EXERCISE AIM
Pick out every line of the rows below that contains the string "coastline", treating uppercase and lowercase as distinct.

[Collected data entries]
** start **

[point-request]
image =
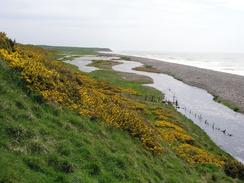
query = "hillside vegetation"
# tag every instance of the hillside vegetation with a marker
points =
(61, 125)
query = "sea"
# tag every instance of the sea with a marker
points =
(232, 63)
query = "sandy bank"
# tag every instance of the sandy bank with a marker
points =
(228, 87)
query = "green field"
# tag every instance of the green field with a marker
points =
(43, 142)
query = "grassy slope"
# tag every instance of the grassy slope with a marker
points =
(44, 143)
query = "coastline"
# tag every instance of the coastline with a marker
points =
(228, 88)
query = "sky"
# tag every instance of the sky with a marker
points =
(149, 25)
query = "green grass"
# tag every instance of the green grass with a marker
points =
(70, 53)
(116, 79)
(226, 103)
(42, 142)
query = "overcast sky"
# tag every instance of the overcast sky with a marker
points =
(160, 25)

** end **
** start **

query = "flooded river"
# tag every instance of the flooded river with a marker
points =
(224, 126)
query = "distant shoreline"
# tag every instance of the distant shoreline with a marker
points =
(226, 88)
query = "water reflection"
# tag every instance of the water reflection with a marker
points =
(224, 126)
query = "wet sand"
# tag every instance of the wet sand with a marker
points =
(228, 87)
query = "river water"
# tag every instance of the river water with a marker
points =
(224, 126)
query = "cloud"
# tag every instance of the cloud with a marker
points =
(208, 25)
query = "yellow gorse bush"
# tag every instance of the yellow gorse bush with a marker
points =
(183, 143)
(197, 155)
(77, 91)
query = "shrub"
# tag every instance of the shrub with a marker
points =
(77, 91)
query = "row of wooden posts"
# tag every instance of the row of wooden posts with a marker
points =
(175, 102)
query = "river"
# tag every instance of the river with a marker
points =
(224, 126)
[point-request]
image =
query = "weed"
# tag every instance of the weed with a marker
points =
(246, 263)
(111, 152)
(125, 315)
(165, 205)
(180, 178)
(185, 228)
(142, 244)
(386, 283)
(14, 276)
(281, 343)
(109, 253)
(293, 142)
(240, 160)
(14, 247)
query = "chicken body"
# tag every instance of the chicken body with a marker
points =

** end **
** start **

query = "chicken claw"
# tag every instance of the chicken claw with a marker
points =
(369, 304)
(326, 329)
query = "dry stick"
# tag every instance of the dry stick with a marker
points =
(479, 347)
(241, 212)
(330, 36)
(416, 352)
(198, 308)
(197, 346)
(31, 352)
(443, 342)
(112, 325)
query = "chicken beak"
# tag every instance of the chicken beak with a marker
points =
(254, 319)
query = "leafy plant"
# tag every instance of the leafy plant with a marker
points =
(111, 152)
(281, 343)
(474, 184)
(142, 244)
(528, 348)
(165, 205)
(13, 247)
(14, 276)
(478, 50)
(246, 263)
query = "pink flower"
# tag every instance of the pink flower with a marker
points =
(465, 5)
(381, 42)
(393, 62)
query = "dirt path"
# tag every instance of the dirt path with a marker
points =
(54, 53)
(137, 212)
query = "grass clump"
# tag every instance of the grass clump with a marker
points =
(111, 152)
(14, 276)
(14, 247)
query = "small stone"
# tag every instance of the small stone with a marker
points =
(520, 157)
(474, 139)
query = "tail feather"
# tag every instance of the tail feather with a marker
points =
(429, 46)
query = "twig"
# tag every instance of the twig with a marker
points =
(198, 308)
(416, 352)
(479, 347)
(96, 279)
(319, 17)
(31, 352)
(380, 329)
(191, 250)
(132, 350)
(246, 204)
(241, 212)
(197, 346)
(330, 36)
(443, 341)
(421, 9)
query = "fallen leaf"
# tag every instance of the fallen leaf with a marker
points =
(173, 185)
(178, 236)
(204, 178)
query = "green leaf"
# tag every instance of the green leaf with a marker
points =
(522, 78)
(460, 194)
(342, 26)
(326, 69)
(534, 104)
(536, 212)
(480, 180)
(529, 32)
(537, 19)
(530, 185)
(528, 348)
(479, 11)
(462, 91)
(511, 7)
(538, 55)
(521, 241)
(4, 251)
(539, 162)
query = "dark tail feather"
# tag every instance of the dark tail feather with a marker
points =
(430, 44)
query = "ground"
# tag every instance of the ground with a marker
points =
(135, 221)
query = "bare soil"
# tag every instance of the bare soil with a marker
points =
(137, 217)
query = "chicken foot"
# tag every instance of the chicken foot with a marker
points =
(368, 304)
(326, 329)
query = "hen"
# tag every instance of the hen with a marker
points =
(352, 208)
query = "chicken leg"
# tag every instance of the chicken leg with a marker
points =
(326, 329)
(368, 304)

** end **

RESULT BELOW
query = "coastline"
# tag every instance of the coastline with a marker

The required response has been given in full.